(Records in a dataset)
··········

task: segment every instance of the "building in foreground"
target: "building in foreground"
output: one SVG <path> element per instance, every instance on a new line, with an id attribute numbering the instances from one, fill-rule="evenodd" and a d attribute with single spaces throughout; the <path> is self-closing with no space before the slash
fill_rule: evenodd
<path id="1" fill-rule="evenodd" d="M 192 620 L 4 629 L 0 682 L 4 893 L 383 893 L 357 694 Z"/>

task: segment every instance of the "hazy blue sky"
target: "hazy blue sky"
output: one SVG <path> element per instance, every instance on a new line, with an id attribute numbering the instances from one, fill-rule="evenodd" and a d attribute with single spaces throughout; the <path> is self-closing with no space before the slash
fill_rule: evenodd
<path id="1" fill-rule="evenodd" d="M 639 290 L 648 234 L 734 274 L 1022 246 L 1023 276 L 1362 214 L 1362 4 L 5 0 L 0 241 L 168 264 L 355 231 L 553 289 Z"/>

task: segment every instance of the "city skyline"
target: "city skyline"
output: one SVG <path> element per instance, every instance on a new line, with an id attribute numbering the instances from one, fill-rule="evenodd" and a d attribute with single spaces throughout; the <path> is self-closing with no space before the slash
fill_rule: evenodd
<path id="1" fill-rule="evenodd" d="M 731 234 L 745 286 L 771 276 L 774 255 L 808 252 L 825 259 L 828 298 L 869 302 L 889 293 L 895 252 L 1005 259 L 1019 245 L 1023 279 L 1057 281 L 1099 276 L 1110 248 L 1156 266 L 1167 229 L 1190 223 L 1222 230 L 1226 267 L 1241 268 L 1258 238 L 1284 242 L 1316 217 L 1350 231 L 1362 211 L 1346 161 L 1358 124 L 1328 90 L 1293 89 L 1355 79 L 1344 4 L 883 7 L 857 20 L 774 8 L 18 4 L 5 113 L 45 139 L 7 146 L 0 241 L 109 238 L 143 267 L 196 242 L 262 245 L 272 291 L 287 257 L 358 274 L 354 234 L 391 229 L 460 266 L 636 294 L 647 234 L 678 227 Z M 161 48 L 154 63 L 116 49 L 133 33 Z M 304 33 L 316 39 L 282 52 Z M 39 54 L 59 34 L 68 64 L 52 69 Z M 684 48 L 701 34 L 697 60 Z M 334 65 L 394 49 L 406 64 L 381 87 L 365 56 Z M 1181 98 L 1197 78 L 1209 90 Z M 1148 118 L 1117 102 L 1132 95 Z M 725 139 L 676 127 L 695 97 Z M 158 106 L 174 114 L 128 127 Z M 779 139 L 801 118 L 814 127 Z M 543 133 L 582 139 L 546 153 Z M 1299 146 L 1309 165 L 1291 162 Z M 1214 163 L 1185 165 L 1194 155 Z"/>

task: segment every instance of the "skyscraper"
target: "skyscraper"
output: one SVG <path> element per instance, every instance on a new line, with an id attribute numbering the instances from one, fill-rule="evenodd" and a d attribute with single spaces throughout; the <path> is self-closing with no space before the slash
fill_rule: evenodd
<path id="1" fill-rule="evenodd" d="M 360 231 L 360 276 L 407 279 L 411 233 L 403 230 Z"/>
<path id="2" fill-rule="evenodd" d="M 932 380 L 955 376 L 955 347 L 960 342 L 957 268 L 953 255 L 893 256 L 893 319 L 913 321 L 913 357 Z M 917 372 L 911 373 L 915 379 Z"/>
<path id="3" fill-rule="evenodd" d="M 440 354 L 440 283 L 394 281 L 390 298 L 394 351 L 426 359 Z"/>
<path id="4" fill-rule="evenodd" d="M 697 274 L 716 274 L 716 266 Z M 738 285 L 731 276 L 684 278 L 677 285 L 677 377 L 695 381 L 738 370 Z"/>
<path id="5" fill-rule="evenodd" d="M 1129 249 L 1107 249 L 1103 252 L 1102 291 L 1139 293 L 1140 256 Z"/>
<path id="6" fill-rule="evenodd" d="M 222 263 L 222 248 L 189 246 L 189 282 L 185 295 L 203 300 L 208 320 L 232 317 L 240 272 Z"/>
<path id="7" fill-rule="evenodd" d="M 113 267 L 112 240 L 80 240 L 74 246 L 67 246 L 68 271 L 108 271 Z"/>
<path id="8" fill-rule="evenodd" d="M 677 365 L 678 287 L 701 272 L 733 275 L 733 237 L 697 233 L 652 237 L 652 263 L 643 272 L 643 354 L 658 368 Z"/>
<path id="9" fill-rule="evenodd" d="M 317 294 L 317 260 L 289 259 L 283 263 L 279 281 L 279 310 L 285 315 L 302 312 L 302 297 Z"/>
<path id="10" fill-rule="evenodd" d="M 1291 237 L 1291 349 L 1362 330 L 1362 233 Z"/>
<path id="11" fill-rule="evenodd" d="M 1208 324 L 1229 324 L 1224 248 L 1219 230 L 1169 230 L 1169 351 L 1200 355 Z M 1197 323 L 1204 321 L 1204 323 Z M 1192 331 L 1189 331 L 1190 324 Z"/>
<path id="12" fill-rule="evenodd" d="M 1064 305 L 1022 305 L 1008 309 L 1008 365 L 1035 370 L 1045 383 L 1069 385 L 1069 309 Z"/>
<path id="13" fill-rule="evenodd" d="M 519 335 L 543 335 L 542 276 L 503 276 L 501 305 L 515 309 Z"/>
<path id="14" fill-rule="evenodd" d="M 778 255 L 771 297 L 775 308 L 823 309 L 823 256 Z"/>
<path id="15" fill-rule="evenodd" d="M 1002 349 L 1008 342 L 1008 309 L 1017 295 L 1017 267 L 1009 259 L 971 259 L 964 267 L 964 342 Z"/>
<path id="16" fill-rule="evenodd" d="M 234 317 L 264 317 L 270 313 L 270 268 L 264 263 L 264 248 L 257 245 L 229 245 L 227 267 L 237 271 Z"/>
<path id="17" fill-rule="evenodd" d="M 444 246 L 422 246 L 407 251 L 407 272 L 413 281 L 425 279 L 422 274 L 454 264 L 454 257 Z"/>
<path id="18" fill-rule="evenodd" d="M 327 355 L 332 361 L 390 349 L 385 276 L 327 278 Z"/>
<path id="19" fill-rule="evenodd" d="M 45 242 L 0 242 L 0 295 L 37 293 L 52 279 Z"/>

··········

■ What the task requires ■
Please repeat everything from the start of the data down to the line containing "639 290 L 648", switching "hazy blue sky" to "clear blue sky" and leaving all else unchanged.

■ Solution to the exercise ■
task: segment every instance of the "building in foreground"
target: "building in foreground"
output: one SVG <path> element per instance, every instance on a new line, with an id attribute numbering the instances from one, fill-rule="evenodd" and a d attribute with single spaces throughout; the <path> is self-closing with no space before the slash
fill_rule: evenodd
<path id="1" fill-rule="evenodd" d="M 192 620 L 4 629 L 0 682 L 4 893 L 383 893 L 357 694 Z"/>

task: segment every instance of the "clear blue sky"
target: "clear blue sky"
output: one SVG <path> element per instance, every instance on a new line, with an id attribute numbering the instances from one, fill-rule="evenodd" and a d attribute with single spaces throughout; the <path> is self-closing with no space before the slash
fill_rule: evenodd
<path id="1" fill-rule="evenodd" d="M 639 290 L 648 234 L 734 274 L 1022 246 L 1023 276 L 1362 214 L 1362 4 L 5 0 L 0 241 L 168 264 L 355 231 L 553 289 Z"/>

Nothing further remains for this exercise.